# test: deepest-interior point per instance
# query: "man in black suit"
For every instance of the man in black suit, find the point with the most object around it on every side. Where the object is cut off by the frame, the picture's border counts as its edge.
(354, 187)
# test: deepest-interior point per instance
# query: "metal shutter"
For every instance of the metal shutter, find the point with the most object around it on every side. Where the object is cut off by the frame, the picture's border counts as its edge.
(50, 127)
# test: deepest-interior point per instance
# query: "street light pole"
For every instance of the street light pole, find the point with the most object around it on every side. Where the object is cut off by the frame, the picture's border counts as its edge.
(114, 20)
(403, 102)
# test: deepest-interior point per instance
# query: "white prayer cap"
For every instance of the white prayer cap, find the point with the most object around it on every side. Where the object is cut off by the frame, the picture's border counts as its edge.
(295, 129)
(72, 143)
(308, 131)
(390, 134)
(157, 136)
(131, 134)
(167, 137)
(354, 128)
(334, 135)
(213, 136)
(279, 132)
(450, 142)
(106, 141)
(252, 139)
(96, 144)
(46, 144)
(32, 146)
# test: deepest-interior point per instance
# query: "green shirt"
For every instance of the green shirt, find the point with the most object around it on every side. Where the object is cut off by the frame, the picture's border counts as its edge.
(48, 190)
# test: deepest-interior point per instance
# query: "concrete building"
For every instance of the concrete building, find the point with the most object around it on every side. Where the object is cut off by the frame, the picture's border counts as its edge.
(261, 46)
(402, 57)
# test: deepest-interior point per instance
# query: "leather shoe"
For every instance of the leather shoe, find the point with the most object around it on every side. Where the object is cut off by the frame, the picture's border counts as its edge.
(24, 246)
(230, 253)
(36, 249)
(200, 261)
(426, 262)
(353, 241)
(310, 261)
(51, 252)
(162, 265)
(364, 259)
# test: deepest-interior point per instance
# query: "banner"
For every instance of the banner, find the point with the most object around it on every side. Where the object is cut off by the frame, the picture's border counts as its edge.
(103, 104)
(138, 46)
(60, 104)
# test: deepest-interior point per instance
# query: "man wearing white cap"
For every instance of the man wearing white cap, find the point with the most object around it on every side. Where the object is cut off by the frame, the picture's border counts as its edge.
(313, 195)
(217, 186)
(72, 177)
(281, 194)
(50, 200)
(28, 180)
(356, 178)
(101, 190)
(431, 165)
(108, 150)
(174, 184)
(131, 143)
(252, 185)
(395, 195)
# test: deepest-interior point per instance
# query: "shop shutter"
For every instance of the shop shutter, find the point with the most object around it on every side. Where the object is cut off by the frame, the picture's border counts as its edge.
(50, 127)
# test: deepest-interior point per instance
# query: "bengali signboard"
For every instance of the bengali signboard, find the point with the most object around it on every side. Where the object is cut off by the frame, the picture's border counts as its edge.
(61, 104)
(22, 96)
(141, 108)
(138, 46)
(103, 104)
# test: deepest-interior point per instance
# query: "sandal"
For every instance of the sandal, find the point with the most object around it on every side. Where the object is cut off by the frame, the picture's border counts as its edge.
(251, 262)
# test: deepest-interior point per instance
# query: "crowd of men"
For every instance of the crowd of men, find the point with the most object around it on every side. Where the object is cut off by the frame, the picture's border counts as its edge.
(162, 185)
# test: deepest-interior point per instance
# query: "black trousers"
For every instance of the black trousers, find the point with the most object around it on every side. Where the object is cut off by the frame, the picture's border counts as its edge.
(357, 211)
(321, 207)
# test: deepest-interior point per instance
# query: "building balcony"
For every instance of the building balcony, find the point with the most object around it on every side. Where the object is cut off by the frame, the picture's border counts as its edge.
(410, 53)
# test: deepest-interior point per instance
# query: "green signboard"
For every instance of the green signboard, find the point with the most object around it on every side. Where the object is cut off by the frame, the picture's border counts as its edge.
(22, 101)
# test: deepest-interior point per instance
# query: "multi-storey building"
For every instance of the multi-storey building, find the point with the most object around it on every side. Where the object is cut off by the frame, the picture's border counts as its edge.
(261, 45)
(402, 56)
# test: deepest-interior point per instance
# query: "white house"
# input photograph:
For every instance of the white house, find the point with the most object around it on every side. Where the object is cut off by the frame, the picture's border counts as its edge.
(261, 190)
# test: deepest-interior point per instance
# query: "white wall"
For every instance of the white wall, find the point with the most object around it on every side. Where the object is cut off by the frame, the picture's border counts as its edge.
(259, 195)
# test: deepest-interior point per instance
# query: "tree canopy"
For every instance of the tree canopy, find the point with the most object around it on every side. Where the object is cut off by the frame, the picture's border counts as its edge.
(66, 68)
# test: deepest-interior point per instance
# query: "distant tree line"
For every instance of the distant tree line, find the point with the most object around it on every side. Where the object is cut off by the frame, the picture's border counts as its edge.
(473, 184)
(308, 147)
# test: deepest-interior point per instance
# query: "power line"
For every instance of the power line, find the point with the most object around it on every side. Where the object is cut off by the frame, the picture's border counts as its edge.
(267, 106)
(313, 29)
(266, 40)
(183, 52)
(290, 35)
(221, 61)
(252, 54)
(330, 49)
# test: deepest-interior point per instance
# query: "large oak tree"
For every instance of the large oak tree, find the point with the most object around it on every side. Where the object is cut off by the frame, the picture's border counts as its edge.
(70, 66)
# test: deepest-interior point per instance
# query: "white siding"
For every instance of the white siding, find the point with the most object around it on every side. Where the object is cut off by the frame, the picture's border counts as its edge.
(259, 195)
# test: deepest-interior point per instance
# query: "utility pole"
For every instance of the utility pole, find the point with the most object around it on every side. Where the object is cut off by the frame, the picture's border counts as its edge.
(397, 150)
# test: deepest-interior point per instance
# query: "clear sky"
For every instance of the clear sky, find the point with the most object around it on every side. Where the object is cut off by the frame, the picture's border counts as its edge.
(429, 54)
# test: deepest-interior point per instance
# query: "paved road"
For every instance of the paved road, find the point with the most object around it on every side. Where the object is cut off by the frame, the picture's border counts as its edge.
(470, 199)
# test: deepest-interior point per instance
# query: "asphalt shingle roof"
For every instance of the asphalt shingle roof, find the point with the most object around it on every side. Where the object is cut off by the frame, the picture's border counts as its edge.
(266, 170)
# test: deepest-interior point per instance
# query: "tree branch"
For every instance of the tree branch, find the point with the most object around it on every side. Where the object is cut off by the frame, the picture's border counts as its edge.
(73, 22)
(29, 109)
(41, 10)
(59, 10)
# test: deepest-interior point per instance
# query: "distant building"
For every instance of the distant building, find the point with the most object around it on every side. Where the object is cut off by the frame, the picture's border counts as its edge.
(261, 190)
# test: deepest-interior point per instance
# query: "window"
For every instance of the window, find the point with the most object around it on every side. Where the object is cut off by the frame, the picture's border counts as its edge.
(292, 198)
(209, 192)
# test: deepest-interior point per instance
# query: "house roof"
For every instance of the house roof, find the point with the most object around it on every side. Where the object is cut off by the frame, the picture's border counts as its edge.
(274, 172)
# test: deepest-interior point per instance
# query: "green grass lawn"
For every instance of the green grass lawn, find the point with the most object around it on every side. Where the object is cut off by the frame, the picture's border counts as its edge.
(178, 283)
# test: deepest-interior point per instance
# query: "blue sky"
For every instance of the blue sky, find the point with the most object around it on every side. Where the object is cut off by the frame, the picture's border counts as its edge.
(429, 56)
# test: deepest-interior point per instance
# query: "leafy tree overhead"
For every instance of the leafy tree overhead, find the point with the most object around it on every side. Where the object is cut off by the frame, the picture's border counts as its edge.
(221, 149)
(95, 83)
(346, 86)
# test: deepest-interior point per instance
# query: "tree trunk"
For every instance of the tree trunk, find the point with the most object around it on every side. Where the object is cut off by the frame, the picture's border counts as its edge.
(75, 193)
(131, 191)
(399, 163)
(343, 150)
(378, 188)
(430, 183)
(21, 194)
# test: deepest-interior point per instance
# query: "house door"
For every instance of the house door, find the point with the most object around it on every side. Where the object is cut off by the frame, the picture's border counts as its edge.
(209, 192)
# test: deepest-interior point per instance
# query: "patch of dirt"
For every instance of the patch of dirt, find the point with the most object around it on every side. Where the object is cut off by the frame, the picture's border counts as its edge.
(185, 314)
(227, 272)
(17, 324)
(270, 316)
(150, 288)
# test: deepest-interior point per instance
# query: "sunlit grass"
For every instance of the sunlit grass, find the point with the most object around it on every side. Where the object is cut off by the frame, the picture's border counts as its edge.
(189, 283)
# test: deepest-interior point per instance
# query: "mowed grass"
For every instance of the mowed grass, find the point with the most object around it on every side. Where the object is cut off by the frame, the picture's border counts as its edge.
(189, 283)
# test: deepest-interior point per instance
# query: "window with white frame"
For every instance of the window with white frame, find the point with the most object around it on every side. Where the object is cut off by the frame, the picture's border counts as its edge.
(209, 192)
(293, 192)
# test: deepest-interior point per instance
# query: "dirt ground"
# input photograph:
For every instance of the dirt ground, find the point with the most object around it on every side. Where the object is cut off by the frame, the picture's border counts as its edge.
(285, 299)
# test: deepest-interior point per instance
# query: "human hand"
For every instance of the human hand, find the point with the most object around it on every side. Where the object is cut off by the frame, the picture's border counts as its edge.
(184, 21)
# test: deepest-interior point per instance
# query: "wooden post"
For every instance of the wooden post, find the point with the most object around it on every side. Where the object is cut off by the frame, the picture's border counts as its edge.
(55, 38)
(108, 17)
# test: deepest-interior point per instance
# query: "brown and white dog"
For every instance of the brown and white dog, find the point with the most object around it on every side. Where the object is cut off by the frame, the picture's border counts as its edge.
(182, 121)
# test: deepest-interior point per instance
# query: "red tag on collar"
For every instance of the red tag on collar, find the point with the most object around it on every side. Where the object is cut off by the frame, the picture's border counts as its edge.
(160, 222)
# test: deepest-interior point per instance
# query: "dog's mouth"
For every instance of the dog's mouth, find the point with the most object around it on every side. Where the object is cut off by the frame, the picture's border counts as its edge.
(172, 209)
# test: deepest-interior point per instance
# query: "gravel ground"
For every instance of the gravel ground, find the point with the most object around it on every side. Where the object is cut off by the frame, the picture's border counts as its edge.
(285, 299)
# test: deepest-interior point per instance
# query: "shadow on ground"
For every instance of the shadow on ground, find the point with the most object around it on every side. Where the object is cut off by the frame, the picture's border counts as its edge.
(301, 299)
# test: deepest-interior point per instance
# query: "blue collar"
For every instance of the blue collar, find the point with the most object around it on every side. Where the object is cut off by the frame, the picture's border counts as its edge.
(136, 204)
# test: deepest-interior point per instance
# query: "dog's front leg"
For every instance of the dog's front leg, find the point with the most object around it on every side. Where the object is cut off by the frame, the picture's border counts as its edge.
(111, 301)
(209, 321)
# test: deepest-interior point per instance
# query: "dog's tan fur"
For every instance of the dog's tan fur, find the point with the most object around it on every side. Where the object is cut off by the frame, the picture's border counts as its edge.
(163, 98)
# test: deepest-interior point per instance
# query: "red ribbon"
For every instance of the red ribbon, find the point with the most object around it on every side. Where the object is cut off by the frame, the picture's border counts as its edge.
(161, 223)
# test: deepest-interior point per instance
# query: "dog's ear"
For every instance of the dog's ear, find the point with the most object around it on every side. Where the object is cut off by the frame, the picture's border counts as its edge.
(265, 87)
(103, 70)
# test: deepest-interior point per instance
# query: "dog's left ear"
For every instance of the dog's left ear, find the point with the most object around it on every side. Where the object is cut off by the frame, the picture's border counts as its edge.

What you will do -
Give back every line of the records that contains the word "wall".

Output below -
# query: "white wall"
For every instance of the white wall, find the point with the most object around it on every side. Where the object is cut off by the frame, the picture's border counts as its edge.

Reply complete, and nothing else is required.